DATA FOR THE TASK ▸
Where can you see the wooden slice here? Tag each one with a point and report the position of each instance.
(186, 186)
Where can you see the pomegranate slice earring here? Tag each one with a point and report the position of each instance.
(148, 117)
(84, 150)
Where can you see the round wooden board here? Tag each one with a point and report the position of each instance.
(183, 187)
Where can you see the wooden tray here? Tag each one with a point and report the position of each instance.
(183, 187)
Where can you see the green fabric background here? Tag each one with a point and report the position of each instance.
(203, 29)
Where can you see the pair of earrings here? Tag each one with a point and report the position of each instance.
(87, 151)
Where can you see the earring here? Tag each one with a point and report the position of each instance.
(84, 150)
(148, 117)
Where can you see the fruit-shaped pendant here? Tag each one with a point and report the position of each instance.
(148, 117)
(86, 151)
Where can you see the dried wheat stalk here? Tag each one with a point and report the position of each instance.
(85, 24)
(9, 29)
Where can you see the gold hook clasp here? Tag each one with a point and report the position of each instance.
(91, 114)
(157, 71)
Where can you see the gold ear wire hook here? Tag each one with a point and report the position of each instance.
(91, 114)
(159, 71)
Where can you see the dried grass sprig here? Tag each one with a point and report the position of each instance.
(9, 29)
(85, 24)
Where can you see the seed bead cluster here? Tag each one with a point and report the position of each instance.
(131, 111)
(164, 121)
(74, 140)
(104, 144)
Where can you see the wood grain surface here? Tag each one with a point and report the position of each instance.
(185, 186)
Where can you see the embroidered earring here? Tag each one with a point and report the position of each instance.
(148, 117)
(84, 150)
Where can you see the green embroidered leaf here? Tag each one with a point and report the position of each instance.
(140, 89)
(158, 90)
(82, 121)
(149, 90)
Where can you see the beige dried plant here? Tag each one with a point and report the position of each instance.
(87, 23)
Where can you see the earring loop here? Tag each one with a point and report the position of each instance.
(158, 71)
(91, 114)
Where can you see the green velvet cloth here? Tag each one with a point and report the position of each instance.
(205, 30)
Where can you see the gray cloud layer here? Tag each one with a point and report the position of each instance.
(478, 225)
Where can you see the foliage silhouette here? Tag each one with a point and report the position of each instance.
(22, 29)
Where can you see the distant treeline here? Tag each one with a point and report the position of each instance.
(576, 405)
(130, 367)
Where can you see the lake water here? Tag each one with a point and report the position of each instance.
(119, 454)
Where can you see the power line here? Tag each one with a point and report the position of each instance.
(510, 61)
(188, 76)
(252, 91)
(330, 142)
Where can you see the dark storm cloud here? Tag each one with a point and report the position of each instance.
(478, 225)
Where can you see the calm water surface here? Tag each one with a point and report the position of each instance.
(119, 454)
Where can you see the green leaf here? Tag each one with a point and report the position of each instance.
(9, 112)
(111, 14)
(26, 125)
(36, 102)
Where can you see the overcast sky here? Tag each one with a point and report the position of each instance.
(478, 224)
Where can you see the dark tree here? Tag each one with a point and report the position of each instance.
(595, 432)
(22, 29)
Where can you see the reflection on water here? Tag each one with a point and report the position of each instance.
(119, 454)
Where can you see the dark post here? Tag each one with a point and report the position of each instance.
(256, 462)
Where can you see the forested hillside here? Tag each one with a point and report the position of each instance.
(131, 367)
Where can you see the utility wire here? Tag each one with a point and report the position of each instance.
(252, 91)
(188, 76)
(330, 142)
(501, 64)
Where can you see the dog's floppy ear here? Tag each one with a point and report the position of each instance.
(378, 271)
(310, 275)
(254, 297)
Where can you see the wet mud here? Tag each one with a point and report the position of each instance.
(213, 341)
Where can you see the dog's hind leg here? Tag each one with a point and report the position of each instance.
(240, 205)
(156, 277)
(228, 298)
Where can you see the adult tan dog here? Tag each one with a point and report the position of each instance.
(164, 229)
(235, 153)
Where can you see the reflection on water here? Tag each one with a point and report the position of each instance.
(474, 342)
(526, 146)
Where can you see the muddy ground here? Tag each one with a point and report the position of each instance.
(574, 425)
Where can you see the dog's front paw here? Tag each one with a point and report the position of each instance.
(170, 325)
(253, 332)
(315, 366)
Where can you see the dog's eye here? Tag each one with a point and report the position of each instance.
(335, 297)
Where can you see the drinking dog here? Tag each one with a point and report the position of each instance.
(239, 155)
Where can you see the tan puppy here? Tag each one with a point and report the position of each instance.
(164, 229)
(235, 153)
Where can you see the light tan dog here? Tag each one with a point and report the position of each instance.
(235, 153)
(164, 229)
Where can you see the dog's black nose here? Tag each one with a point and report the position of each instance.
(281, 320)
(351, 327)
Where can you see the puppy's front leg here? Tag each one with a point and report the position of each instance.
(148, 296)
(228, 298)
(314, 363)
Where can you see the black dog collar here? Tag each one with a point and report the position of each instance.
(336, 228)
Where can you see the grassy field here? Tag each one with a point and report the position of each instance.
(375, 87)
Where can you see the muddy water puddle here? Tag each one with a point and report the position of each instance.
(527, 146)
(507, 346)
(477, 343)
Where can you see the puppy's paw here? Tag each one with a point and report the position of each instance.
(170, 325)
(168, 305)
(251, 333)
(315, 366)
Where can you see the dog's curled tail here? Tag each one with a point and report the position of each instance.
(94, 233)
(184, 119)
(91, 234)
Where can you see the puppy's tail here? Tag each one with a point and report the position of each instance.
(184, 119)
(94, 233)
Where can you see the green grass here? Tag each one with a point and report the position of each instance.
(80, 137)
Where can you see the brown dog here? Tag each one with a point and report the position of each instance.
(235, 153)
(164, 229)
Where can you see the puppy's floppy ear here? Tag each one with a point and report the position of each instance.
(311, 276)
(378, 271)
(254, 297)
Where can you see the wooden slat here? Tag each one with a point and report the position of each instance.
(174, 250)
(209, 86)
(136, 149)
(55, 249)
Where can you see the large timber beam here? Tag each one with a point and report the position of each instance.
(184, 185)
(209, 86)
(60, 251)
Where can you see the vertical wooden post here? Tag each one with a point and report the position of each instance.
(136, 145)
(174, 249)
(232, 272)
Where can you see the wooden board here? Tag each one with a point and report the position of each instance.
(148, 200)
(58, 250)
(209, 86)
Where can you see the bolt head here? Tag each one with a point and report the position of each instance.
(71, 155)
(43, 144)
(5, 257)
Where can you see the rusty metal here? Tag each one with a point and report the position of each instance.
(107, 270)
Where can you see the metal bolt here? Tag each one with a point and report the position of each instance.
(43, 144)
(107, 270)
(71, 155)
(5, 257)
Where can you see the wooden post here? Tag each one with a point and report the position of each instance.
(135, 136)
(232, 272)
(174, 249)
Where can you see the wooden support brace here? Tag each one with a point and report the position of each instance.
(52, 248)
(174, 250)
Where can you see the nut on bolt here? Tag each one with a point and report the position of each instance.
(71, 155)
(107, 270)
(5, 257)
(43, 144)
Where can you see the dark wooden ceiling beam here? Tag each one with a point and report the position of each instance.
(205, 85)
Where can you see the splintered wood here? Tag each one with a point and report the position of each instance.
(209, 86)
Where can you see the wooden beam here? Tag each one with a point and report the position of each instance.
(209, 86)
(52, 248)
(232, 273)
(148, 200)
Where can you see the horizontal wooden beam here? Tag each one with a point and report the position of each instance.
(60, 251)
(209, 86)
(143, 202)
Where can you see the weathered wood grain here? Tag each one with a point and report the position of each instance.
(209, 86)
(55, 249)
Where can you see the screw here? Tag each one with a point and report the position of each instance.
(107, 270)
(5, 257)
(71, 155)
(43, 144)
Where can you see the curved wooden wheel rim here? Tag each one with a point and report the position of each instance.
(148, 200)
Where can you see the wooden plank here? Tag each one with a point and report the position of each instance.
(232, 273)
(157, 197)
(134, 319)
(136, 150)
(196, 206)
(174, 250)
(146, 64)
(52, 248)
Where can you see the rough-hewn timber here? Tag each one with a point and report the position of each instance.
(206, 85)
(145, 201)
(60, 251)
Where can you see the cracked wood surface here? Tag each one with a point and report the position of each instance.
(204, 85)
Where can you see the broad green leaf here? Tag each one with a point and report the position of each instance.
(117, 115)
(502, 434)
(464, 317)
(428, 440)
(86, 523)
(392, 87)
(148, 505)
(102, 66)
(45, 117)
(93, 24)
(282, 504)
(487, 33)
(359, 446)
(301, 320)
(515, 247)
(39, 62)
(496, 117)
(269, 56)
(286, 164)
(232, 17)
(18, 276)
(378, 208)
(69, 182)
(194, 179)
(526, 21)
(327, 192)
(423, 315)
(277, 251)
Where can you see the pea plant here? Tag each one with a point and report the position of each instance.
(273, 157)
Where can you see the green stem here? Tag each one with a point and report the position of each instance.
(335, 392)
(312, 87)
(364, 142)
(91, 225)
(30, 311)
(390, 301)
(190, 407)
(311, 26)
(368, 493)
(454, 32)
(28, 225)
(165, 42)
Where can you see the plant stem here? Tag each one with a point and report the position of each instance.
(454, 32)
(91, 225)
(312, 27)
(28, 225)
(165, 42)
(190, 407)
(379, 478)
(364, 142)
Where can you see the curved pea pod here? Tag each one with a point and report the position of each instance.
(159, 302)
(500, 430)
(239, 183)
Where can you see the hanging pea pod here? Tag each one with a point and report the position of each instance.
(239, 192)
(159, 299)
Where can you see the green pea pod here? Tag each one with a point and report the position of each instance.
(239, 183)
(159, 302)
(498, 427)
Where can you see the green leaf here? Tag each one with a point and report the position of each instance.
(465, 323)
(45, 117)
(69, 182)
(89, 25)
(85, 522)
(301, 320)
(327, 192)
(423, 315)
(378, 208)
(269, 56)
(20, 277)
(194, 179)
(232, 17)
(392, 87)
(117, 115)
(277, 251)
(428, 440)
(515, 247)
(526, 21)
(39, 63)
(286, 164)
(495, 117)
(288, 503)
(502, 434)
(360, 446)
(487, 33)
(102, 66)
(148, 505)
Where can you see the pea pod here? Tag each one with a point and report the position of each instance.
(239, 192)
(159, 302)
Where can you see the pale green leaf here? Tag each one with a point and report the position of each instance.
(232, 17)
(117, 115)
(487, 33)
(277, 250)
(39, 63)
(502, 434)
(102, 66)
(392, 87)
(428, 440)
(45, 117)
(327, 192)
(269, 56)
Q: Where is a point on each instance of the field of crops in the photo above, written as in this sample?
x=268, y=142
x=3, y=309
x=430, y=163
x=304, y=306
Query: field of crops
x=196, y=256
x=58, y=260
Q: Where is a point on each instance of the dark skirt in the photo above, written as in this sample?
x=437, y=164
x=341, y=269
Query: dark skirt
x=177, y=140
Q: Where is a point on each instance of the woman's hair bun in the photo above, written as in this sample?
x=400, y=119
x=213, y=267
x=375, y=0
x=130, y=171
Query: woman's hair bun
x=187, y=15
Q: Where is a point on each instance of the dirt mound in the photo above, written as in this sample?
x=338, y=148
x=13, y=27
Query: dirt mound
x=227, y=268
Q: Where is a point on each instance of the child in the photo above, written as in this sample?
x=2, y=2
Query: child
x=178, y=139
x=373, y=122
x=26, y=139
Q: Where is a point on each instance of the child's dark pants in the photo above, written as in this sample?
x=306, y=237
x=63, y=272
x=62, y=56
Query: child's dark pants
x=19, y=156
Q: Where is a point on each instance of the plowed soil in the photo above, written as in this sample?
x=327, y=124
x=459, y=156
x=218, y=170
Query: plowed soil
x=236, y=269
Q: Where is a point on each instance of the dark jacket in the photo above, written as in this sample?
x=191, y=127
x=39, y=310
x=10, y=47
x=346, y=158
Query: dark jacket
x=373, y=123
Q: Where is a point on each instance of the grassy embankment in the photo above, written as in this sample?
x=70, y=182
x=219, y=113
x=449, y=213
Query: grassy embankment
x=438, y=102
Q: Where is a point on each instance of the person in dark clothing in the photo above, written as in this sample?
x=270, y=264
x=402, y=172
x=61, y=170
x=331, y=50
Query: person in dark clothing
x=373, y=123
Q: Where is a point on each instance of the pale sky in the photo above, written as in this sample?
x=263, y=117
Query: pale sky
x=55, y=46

GOAL ▸
Rescale the items from the line with "Where can you see the pale" up to and including the line with "x=236, y=269", and give only those lines. Keep the requests and their sample coordinates unchanged, and multiply each answer coordinate by 2.2, rounding to whole numbers with halves rounded up.

OUTPUT FOR THIS TASK ▸
Where can you see the pale green leaf here? Tag each one with a point and report the position of each instance.
(510, 37)
(257, 253)
(1071, 73)
(609, 550)
(86, 139)
(1104, 955)
(224, 145)
(862, 191)
(942, 968)
(99, 257)
(719, 422)
(592, 123)
Q: Where is a point on each instance of the field of crops in the photo above, written as in this sample?
x=268, y=142
x=3, y=309
x=430, y=163
x=304, y=306
Query: field of crops
x=431, y=563
x=128, y=572
Q: Where is a point on each instance of the dark skirt in the photo above, written as in this sample?
x=437, y=164
x=341, y=269
Query: dark skirt
x=389, y=308
Q: Where is a point on each instance of the woman's hair bun in the photo above, written as in this sample?
x=400, y=119
x=213, y=267
x=375, y=0
x=130, y=171
Query: woman's hair bun
x=411, y=33
Q: Where is a point on each instance of the dirt mound in the photo above, written as in this sample?
x=338, y=148
x=13, y=27
Query: dirt mound
x=499, y=590
Q: Where is a point on each instance of the child in the photo above, written as in this sample?
x=2, y=2
Query: child
x=392, y=306
x=821, y=268
x=57, y=306
Q: Where is a point on each instance of the child's dark pants in the photo above, written as in this sample?
x=306, y=237
x=63, y=272
x=62, y=56
Query: child's dark pants
x=42, y=343
Q: Where is a point on each instance of the plowed soil in the photo above, written as in this sample?
x=327, y=124
x=459, y=156
x=218, y=170
Query: plowed soil
x=519, y=592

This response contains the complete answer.